### To be done
Please rewrite the items, replacing "tight bounding box" with "close-fitting bounding box" wherever it occurs and leaving everything else as it is.

(Detection items)
--- BEGIN ---
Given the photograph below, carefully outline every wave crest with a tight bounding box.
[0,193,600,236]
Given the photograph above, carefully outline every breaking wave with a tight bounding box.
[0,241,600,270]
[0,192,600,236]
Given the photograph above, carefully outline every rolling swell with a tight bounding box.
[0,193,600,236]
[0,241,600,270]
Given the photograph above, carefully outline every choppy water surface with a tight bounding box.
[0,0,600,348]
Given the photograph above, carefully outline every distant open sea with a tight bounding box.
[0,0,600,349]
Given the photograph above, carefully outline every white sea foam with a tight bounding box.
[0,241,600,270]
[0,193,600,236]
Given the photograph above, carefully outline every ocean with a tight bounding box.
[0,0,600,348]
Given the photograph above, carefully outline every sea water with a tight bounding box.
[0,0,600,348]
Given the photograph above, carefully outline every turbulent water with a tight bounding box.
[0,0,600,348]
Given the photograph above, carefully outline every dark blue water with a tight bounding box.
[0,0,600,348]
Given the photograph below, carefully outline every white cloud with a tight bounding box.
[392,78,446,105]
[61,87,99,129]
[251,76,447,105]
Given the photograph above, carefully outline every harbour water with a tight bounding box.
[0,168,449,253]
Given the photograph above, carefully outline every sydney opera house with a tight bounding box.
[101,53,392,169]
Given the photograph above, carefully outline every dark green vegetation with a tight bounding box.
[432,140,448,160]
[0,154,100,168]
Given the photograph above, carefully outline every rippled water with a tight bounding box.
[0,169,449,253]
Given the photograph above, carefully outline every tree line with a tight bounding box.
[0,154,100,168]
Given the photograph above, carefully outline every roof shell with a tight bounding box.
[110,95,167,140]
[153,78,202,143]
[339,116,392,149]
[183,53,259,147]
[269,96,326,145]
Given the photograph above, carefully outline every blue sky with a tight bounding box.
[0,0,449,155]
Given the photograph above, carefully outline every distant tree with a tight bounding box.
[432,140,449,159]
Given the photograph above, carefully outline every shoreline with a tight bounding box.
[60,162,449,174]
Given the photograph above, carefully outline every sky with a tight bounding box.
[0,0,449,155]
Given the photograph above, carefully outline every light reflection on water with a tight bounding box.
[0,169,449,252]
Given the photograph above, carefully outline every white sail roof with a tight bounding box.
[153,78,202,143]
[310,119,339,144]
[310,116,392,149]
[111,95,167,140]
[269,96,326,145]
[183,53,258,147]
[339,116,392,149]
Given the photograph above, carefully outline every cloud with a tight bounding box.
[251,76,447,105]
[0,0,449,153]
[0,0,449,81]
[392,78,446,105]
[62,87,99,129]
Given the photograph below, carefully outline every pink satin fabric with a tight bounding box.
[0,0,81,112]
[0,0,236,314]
--- END ---
### Exercise solution
Given the photograph below, carefully outline every wave crest with a close-fitting bounding box.
[0,193,600,236]
Given the photograph above, carefully outline every breaking wave with a close-fitting bounding box.
[0,241,600,270]
[0,192,600,236]
Given the photograph above, carefully outline every rolling swell with a close-fitting bounding box.
[0,193,600,236]
[0,241,600,270]
Given the photograph above, carefully outline every choppy water surface with a close-fitting bounding box.
[0,0,600,348]
Given the photograph above, carefully outline every distant open sea with a close-fitting bounding box.
[0,0,600,349]
Given the photograph above, carefully outline every white sea foam with a close-fitting bounding box.
[0,241,600,270]
[0,193,600,236]
Given the photograph above, carefully outline every ocean with a close-fitting bounding box.
[0,0,600,348]
Given the photograph above, carefully outline every sea water with a close-fitting bounding box.
[0,0,600,348]
Given the photograph above, carefully outline every turbulent water with a close-fitting bounding box.
[0,0,600,348]
Given the photograph above, carefully outline every dark blue water with a close-fitting bounding box.
[0,0,600,348]
Given the photograph below, carefully outline every white cloud with a close-fitting bounding box.
[392,78,446,105]
[61,87,99,129]
[251,76,447,105]
Given the photograph above, carefully outline every harbour water with a close-fitting bounding box.
[0,168,449,253]
Given the photograph above, carefully outline every sydney opera house with a close-fitting bounding box.
[101,53,392,169]
Given the photograph above, carefully outline every dark green vegetation with a close-fitting bounding box.
[432,140,448,160]
[0,154,100,168]
Given the photograph above, carefully outline every rippled water with a close-fitting bounding box.
[0,169,449,253]
Given the photograph above, carefully outline every tree line with a close-fitting bounding box.
[0,154,100,168]
Given the photograph above, carefully outline every roof shell with a close-fitting bounding box.
[110,95,167,140]
[153,78,202,143]
[339,116,392,149]
[183,53,259,147]
[269,96,326,145]
Given the photograph above, carefully outline every blue sky with a close-fitting bounding box.
[0,0,449,155]
Given the photograph above, carefully outline every distant tree with a close-fitting bounding box.
[432,140,449,159]
Given the photograph above, carefully outline every shoreline with a close-fitting bounding box.
[60,162,449,174]
Given the photograph above, carefully outline every sky with a close-fitting bounding box.
[0,0,449,155]
Given the photograph above, carefully outline every light reflection on water with a close-fitting bounding box.
[0,169,449,252]
Given the photograph above, carefully outline every white sail roof with a close-fitting bounding box.
[153,78,202,143]
[310,119,339,144]
[310,116,392,149]
[111,95,167,140]
[269,96,326,145]
[183,53,258,147]
[339,116,392,149]
Given the photograph above, carefully outline every cloud with a close-fitting bounding box.
[251,76,447,105]
[0,0,449,153]
[0,0,449,81]
[392,78,446,105]
[62,87,99,129]
Given the photograph below, carefully outline every pink satin fabric with a close-fitting bounding box.
[0,0,81,112]
[0,0,236,314]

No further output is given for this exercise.